Problem description: Update the paintball marker background, everything from "In the prior art, gas" down to "with paintball markers.", so that "chamber" becomes "reservoir".

Supplied passage:
_ _ _ _

CROSS REFERENCE TO RELATED APPLICATION
This application is a continuation of Ser. No. 12/906,318, filed Oct. 18, 2010, which is related to and claims priority from earlier filed provisional patent application Ser. No. 61/252,750, filed Oct. 19, 2009, all of which is incorporated herein by reference.
BACKGROUND OF THE INVENTION
The present invention relates generally to devices and apparatuses for launching projectiles, such as paintballs. These devices are commonly called paintball guns or paintball markers. The present invention, more specifically, relates to the bolt and valve mechanism in such devices and apparatuses that are employed for preparing the gas behind the projectile and then releasing the gas for launch of the projectile. For ease of discussion and illustration, the present invention will be discussed in connection with launching a paintball, as an example projectile, and a paintball marker as an example of a device that incorporates the mechanism of the present invention. However, it should be understood that this invention relates to and can be used in any type of gas projectile launcher for launching any type of projectile.
In the prior art, gas powered guns or markers are well known in the art. In general, these devices include a supply of gas that fills a chamber, which is then emptied to launch a projectile, namely, a paintball. Valving is typically provided in the marker to control the flow of gas therein. In the prior art, various types of bolts and valving can be employed. For example, electrically operated solenoid valves and mechanical valves have been employed for this purpose. One example of such a mechanical valve used in paintball markers is a “spool” valve. These are so well known that they need not be discussed in detail herein. These spool valves are very common for use in connection with paintball markers.

_ _ _ _

Data provided:
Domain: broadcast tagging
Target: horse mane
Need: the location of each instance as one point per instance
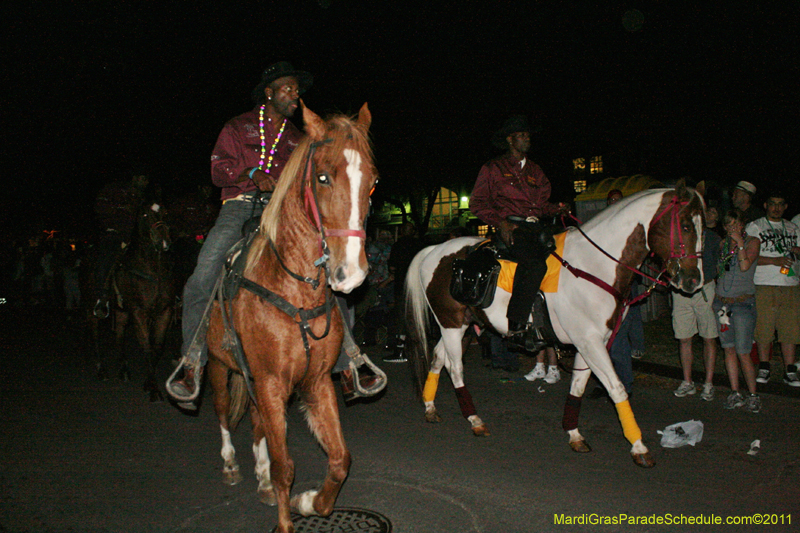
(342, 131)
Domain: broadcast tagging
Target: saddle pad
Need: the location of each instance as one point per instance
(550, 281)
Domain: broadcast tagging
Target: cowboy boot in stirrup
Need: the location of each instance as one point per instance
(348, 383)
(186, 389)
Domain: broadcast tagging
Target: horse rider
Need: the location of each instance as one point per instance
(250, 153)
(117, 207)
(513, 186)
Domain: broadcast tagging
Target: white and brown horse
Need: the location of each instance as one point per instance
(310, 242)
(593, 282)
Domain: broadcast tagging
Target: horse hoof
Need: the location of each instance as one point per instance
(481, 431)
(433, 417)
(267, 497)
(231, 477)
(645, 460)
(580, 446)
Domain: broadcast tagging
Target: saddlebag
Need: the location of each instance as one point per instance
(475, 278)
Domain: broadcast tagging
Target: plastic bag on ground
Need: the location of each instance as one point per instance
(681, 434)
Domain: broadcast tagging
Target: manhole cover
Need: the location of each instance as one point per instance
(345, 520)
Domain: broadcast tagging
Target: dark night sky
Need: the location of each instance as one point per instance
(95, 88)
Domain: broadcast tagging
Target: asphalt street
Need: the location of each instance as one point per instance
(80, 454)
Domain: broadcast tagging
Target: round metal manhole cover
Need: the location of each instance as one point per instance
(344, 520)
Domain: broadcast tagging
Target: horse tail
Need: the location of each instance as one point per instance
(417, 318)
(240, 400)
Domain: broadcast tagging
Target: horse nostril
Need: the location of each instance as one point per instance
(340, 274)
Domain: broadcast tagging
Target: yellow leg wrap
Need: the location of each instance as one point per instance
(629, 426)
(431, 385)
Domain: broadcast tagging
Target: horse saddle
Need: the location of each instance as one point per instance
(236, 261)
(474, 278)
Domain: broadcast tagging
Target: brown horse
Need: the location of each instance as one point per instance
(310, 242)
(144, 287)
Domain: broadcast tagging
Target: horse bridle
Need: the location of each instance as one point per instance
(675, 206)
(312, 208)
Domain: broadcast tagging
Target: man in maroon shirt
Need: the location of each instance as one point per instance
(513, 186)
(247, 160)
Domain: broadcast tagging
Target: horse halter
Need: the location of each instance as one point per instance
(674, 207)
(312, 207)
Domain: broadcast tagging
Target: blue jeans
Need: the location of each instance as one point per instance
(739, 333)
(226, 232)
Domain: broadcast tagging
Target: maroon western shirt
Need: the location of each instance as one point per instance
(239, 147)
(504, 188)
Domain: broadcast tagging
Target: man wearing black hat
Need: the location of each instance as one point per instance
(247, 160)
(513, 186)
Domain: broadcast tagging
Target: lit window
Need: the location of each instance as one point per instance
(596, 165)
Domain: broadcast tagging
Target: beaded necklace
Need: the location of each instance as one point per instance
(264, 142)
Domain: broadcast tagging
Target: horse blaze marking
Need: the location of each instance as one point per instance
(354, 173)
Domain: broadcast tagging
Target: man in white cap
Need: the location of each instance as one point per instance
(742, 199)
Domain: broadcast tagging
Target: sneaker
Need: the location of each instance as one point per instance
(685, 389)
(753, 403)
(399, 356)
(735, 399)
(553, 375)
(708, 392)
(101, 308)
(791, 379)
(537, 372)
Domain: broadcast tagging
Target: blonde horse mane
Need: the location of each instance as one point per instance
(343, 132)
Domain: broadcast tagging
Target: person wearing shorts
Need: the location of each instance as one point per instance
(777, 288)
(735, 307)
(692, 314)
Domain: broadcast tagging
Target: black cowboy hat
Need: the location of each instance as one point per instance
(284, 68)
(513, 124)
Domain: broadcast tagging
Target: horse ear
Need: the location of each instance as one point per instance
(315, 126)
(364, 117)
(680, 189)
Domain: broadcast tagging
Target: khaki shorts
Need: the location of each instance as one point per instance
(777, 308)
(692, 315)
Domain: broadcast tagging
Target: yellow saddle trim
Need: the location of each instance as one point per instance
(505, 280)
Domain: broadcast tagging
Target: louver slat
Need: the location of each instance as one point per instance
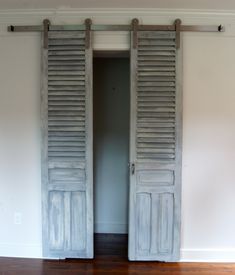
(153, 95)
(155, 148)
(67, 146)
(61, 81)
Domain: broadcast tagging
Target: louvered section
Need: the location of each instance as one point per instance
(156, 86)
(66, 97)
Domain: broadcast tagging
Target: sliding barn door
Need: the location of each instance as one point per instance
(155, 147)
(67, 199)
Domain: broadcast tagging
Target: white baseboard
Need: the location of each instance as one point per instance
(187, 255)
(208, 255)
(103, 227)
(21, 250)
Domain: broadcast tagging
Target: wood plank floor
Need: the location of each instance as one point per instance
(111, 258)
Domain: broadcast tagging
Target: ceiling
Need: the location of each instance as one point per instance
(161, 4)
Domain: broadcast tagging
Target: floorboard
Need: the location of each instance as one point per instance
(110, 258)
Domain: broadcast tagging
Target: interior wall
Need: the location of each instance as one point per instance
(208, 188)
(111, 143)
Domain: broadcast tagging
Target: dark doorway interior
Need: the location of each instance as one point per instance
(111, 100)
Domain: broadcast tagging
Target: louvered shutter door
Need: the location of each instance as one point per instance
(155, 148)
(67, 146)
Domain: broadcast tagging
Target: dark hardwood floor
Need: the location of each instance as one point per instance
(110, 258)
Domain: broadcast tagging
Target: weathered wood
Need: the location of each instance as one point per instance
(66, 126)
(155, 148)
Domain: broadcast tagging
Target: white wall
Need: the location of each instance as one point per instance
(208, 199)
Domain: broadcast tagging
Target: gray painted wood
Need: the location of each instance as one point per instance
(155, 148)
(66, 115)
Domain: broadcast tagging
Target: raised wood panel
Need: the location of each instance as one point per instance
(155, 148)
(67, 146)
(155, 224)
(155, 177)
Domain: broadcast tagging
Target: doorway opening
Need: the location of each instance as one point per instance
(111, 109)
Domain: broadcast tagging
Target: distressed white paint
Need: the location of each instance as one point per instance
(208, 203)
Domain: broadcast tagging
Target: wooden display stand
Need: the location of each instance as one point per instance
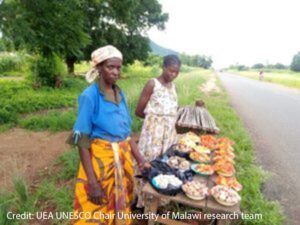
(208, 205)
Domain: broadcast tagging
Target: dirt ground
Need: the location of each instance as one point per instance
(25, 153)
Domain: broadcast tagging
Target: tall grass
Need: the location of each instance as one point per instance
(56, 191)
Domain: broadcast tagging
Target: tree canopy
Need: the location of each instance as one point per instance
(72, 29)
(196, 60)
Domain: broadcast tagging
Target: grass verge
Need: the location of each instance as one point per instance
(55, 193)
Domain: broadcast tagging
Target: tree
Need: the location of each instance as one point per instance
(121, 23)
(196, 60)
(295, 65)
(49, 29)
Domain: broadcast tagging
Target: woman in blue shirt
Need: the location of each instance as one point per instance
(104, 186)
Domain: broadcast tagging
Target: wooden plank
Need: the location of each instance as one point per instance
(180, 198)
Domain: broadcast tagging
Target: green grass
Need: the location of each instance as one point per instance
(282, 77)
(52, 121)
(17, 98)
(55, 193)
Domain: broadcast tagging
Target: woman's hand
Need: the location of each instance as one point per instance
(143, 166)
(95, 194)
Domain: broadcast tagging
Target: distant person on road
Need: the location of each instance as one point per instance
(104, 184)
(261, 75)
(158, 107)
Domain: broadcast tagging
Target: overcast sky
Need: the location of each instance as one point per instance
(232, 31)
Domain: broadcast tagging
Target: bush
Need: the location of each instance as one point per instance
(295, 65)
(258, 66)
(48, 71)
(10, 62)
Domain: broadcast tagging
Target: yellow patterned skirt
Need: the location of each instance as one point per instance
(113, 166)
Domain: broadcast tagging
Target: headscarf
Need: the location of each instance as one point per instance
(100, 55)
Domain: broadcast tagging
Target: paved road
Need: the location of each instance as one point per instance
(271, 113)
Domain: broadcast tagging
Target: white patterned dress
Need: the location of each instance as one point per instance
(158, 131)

_ _ _ _

Task answer:
In the prior art, gas powered guns or markers are well known in the art. In general, these devices include a supply of gas that fills a reservoir, which is then emptied to launch a projectile, namely, a paintball. Valving is typically provided in the marker to control the flow of gas therein. In the prior art, various types of bolts and valving can be employed. For example, electrically operated solenoid valves and mechanical valves have been employed for this purpose. One example of such a mechanical valve used in paintball markers is a “spool” valve. These are so well known that they need not be discussed in detail herein. These spool valves are very common for use in connection with paintball markers.